* [PROVIDED PASSAGE]:
——

Contemporary facial implant design technology has brought a paradigm shift in understanding and achieving aesthetic cheek augmentation effects. The most popular custom facial implant for the midface today is the infraorbitar-malar (IOM) implant. While there is a standard facial implant that is somewhat similar (extended tear trough implant) its effects are a very distant cousin to what the custom IOM implant can accomplish. Simultaneously augmenting the undereye and cheek areas through a wrap around design the custom IOM can provide profound aesthetic effects. Because of their anatomic connection undereye hollowing and cheek deficiencies are the result of the same anatomic problem and only the IOM implant can satisfactorily address both when a significant deficiency exists.

Once unique feature of the upper midface around the undereye and cheek is its ease of visualization and, as a result, the sensitivity to its aesthetic effects. While the phrase ‘every mlllimeter counts in the face’ is frequently said, that actually is not true in all facial areas. But in the periorbital-cheek area it is so custom designing is a delicate balance between getting the most aesthetic effect vs risking an overcorrection…which is always a near 100% risk of a revisional surgery being needed.

Case Study: This male desired infraorbital-malar augmentation. Careful analysis of his face showed these these deficiencies were moderate in magnitude and a custom IOM implant design was done with a maximum of 4mm projection at the turn of the curve. (infraorbital-malar transition zone)

——

* [RECORDS PROVIDED]:
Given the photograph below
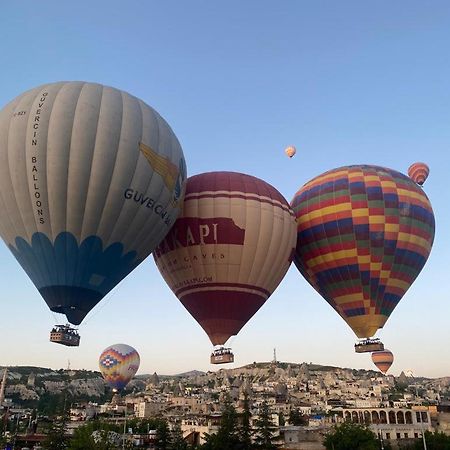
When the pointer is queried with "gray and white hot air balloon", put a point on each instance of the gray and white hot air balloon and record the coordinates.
(91, 180)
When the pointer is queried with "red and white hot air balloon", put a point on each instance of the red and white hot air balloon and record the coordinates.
(290, 151)
(227, 252)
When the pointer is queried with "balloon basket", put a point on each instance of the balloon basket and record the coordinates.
(369, 346)
(222, 356)
(65, 335)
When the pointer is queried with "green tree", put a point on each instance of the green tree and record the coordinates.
(178, 443)
(56, 435)
(163, 437)
(245, 430)
(351, 436)
(83, 438)
(264, 429)
(435, 441)
(297, 418)
(227, 437)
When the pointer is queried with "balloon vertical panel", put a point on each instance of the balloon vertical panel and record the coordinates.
(92, 180)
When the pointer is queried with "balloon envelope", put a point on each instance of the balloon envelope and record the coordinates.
(228, 251)
(91, 180)
(383, 360)
(418, 172)
(290, 151)
(118, 364)
(364, 234)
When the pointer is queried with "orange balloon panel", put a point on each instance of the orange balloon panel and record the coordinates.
(228, 251)
(418, 172)
(383, 360)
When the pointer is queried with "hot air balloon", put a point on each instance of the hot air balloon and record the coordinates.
(227, 252)
(91, 180)
(364, 235)
(418, 172)
(383, 360)
(118, 364)
(290, 151)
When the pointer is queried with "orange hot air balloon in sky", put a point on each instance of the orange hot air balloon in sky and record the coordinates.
(228, 251)
(290, 151)
(383, 360)
(364, 234)
(418, 172)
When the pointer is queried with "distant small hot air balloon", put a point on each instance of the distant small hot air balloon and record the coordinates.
(363, 235)
(290, 151)
(118, 365)
(227, 252)
(418, 172)
(383, 360)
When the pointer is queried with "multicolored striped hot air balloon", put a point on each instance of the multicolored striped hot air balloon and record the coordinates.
(364, 235)
(118, 365)
(228, 251)
(290, 151)
(383, 360)
(418, 172)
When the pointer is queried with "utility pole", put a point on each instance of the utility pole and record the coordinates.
(2, 389)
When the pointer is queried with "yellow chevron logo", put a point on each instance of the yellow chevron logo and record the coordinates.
(161, 165)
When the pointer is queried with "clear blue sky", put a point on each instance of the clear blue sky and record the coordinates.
(346, 82)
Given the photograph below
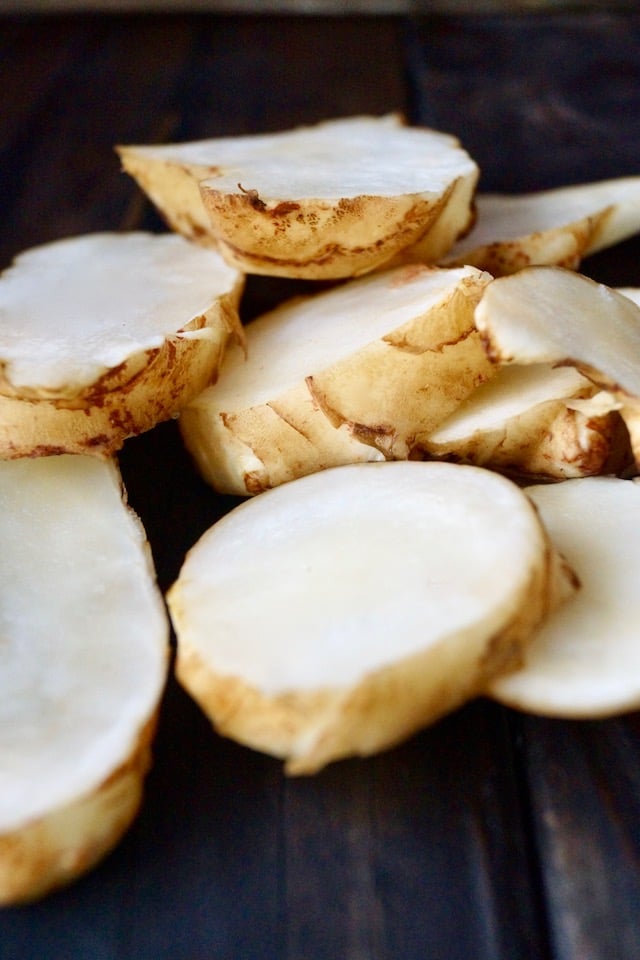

——

* [TO DO]:
[A] Answer these questions about the IOM implant passage:
(i) What is the most popular custom facial implant for the midface today?
(ii) Which standard facial implant is described as somewhat similar to it?
(iii) In the case study, what maximum projection did the custom implant design have?
[B] Could you transcribe the IOM implant passage between "Once unique feature" and "(infraorbital-malar transition zone)", inclusive?
[C] Can you pick up the IOM implant passage after its last sentence and continue it?
The records come from a separate source.

* [ANSWERS TO THE EXERCISE]:
[A]
(i) The infraorbital-malar (IOM) implant.
(ii) The extended tear trough implant.
(iii) 4mm, at the turn of the curve (the infraorbital-malar transition zone).

[B]
Once unique feature of the upper midface around the undereye and cheek is its ease of visualization and, as a result, the sensitivity to its aesthetic effects. While the phrase ‘every mlllimeter counts in the face’ is frequently said, that actually is not true in all facial areas. But in the periorbital-cheek area it is so custom designing is a delicate balance between getting the most aesthetic effect vs risking an overcorrection…which is always a near 100% risk of a revisional surgery being needed.

Case Study: This male desired infraorbital-malar augmentation. Careful analysis of his face showed these these deficiencies were moderate in magnitude and a custom IOM implant design was done with a maximum of 4mm projection at the turn of the curve. (infraorbital-malar transition zone)

[C]
Surgical placement of the custom IOM implants were done through a hemi- lower eyelid incision with screw fixation.

While he had an uncomplicated recovery and after the tissues had settled into place he felt that it was a bit too heavy/full under the eyes. As a result he desired a revision where the infraorbital component was removed and only a high cheek implant location was maintained.

This revision was done secondarily with a more satisfactory outcome through the lower eyelid incisions. A 3D CT scans showed the new shape and position of the modified IOM implants.

Any facial implant, including custom facial implant designs, are prone to  a relatively high rate of revisional surgery for implant modification or for new implants entirely. No one can predict with absolute accuracy their aesthetic effects, or equally importantly, how the patient will feel about the result. While implants can be placed properly and heal beautifully with no adverse consequences that is not an assurance that the aesthetic outcome will be equally achieved. The periorbital-cheek areas is much like the nose in that a millimerte or two of change can swing the balance between a good aesthetic result and one the patient wants to change. This is especially true in the patient with more modest aesthetic deficiencies as the acceptable target zone is much smaller than in bigger aesthetic concerns.

Key Points:

1) The undereye/cheek area is an exquisitely sensitive area for augmentation in terms of its aesthetic effects.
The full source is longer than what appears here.